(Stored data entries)
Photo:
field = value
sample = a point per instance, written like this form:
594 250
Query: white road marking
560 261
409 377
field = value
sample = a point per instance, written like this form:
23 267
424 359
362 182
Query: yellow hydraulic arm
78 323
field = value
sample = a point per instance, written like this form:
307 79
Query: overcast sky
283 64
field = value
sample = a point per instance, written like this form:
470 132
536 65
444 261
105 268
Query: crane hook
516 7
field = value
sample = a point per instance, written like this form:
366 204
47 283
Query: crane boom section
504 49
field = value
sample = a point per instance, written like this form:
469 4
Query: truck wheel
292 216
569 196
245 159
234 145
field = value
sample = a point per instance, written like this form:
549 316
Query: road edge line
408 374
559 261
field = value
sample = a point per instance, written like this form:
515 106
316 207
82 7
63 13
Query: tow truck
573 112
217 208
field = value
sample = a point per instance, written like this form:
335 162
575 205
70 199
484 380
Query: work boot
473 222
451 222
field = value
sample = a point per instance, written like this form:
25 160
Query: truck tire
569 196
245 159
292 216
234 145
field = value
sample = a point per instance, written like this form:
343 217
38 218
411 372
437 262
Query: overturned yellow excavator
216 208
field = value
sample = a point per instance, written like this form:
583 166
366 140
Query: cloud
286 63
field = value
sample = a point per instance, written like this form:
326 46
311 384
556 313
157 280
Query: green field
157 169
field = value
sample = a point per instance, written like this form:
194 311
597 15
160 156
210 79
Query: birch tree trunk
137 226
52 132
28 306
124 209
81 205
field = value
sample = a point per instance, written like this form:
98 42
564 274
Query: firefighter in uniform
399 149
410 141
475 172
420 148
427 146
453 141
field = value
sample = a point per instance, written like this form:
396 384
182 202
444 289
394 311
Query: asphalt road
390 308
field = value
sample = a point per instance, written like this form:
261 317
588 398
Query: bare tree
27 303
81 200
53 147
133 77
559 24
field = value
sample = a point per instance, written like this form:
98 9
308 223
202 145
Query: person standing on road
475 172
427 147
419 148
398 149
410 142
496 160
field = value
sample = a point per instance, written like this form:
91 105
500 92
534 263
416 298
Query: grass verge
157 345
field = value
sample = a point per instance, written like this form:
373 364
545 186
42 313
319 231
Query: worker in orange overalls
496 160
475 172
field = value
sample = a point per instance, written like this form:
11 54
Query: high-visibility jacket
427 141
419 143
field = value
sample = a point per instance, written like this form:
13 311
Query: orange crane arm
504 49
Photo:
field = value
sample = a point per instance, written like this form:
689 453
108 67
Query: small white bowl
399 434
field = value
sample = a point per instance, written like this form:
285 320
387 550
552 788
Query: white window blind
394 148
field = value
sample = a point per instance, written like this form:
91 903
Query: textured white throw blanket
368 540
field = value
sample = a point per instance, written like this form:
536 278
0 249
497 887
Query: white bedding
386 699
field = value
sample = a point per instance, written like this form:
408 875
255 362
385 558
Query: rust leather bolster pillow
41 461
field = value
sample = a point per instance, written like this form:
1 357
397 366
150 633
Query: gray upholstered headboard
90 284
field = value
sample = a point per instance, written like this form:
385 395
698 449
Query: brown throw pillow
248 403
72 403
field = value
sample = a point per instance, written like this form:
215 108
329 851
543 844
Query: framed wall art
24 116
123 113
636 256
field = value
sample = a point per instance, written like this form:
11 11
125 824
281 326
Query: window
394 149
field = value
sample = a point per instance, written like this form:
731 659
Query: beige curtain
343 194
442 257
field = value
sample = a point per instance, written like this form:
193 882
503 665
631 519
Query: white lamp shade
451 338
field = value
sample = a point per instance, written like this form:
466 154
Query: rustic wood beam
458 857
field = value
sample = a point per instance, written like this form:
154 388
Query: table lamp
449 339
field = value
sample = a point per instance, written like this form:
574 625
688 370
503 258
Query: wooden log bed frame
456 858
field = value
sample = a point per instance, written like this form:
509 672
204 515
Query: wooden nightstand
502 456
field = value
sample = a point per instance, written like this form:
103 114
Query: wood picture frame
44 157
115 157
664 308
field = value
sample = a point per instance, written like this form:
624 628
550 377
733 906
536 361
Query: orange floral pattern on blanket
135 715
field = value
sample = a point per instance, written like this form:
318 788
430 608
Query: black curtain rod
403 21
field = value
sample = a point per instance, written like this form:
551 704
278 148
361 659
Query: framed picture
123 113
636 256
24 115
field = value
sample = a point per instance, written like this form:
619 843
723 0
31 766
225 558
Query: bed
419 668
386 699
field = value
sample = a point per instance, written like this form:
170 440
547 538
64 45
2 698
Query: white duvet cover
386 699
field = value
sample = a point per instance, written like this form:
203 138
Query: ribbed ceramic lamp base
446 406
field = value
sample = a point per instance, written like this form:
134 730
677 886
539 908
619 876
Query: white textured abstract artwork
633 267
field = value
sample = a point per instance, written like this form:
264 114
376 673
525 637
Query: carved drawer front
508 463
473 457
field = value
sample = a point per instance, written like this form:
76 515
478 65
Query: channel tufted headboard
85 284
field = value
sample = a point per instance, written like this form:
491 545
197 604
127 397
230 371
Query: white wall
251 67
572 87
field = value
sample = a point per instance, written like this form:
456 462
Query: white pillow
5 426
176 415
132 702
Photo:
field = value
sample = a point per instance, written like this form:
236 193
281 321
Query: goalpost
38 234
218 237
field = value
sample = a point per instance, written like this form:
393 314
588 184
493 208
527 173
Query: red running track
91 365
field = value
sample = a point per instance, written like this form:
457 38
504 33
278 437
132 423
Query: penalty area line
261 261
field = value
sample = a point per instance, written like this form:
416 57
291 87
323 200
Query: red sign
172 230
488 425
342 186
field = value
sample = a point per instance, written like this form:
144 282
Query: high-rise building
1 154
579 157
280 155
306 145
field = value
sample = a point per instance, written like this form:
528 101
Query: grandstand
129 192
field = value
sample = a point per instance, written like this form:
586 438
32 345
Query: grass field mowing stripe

TASK INSTRUCTIONS —
Repeat every record exactly as written, please.

OUTPUT BELOW —
Photo:
field = value
sample = a point per instance, written like this form:
594 250
Query: white road marking
560 261
409 377
field = value
sample = a point per instance, written like this form:
23 267
424 359
362 182
Query: yellow hydraulic arm
78 323
field = value
sample = a point per instance, written like this form:
307 79
Query: overcast sky
283 64
field = value
sample = a point per instance, written like this form:
470 132
536 65
444 261
105 268
Query: crane hook
516 7
field = value
sample = a point per instance, written like this form:
366 204
47 283
Query: crane boom section
504 49
field = value
sample = a point per instance, written like this form:
469 4
Query: truck wheel
292 216
569 196
245 159
234 145
field = value
sample = a point per instance, written like this form:
549 316
Query: road edge line
408 374
559 261
field = value
sample = a point per instance, written like this form:
515 106
316 207
82 7
63 13
Query: tow truck
573 112
217 208
field = value
sample = a point per instance, written like this form:
335 162
575 205
70 199
484 380
Query: work boot
473 222
451 222
field = value
sample = a point per instance, written like this form:
25 160
Query: truck tire
569 196
245 159
292 216
234 145
field = value
sample = a point per instance, written like this form:
343 217
38 218
411 372
437 262
Query: overturned yellow excavator
216 208
field = value
sample = a point per instance, written like this form:
583 166
366 140
Query: cloud
286 63
field = value
sample = a point per instance, written like this form:
326 46
311 384
556 313
157 280
Query: green field
157 169
field = value
sample = a point per instance, written like this form:
194 311
597 15
160 156
210 79
Query: birch tree trunk
137 226
52 132
28 306
124 209
81 205
field = value
sample = a point per instance, written like this form:
98 42
564 274
Query: firefighter in uniform
399 149
410 141
475 172
420 148
427 146
453 141
field = value
sample = a point per instance, written like this form:
396 384
182 202
444 289
394 311
Query: asphalt road
390 308
field = value
sample = a point per instance, written like this form:
261 317
588 398
Query: bare tree
27 303
81 200
53 147
133 77
559 24
field = value
sample = a point per instance, written like this form:
98 9
308 223
202 145
Query: person standing on road
475 172
427 147
419 148
398 149
410 142
496 160
field = value
sample = a point per instance, written like this form:
91 105
500 92
534 263
416 298
Query: grass verge
157 345
field = value
sample = a point per instance, written like this form:
373 364
545 186
42 313
319 231
Query: worker in orange overalls
496 160
475 172
field = value
sample = a point per instance, written like this form:
11 54
Query: high-visibility jacket
427 141
419 143
field = value
sample = a point per instance, written like this form:
13 311
Query: orange crane arm
504 49
Photo:
field = value
sample = a point per instance, written like this form:
689 453
108 67
Query: small white bowl
399 434
field = value
sample = a point per instance, written like this form:
285 320
387 550
552 788
Query: white window blind
394 148
field = value
sample = a point per instance, written like this form:
91 903
Query: textured white throw blanket
368 540
field = value
sample = a point per instance, written like this form:
536 278
0 249
497 887
Query: white bedding
386 699
field = value
sample = a point per instance, written like this form:
408 875
255 362
385 558
Query: rust leather bolster pillow
41 461
field = value
sample = a point per instance, written like this form:
1 357
397 366
150 633
Query: gray upholstered headboard
90 284
field = value
sample = a point per instance, written like this form:
385 395
698 449
Query: brown throw pillow
248 403
72 403
field = value
sample = a point per instance, written like this form:
215 108
329 851
543 844
Query: framed wall art
24 116
123 113
636 256
field = value
sample = a point per instance, written like this form:
11 11
125 824
281 326
Query: window
394 149
field = value
sample = a point per instance, written like this form:
731 659
Query: beige curtain
343 194
442 257
field = value
sample = a point per instance, written like this form:
193 882
503 665
631 519
Query: white lamp shade
451 338
field = value
sample = a point per instance, written like this form:
466 154
Query: rustic wood beam
458 857
field = value
sample = a point per instance, written like this form:
154 388
Query: table lamp
449 339
field = value
sample = a point per instance, written like this form:
574 625
688 370
503 258
Query: wooden log bed frame
456 858
field = value
sample = a point per instance, written like this form:
509 672
204 515
Query: wooden nightstand
502 456
field = value
sample = a point per instance, written like this form:
103 114
Query: wood picture frame
44 157
115 157
664 308
field = value
sample = a point per instance, written like this form:
624 628
550 377
733 906
536 361
Query: orange floral pattern on blanket
135 715
field = value
sample = a point per instance, written like this form:
318 788
430 608
Query: black curtain rod
403 21
field = value
sample = a point per instance, written like this form:
551 704
278 148
361 659
Query: framed picture
123 113
636 256
24 115
field = value
sample = a point per instance, written like this form:
619 843
723 0
31 766
225 558
Query: bed
419 668
386 699
field = value
sample = a point per instance, written like this form:
170 440
547 538
64 45
2 698
Query: white duvet cover
386 699
field = value
sample = a point per instance, written like this form:
203 138
Query: ribbed ceramic lamp base
446 406
field = value
sample = a point per instance, written like this form:
134 730
677 886
539 908
619 876
Query: white textured abstract artwork
633 267
field = value
sample = a point per instance, written like this form:
264 114
376 673
525 637
Query: carved drawer front
508 463
473 457
field = value
sample = a point per instance, written like this form:
76 515
478 65
Query: channel tufted headboard
85 284
field = value
sample = a point per instance, written like this form:
491 545
197 604
127 397
230 371
Query: white wall
251 67
572 87
field = value
sample = a point per instance, written like this form:
456 462
Query: white pillow
5 426
176 415
132 702
Photo:
field = value
sample = a point per instance, written like this form:
236 193
281 321
Query: goalpost
38 234
218 237
field = value
sample = a point per instance, written like this form:
393 314
588 184
493 208
527 173
Query: red running track
91 365
field = value
sample = a point per instance, written like this form:
457 38
504 33
278 437
132 423
Query: penalty area line
261 261
field = value
sample = a point per instance, written like this form:
416 57
291 87
323 200
Query: red sign
172 230
488 425
342 186
field = value
sample = a point per instance, written like this form:
144 282
Query: high-rise building
1 154
579 157
280 155
306 145
field = value
sample = a point per instance, written like this form:
528 101
Query: grandstand
129 192
field = value
sample = a point per instance, written like this form:
586 438
32 345
Query: grass field mowing stripe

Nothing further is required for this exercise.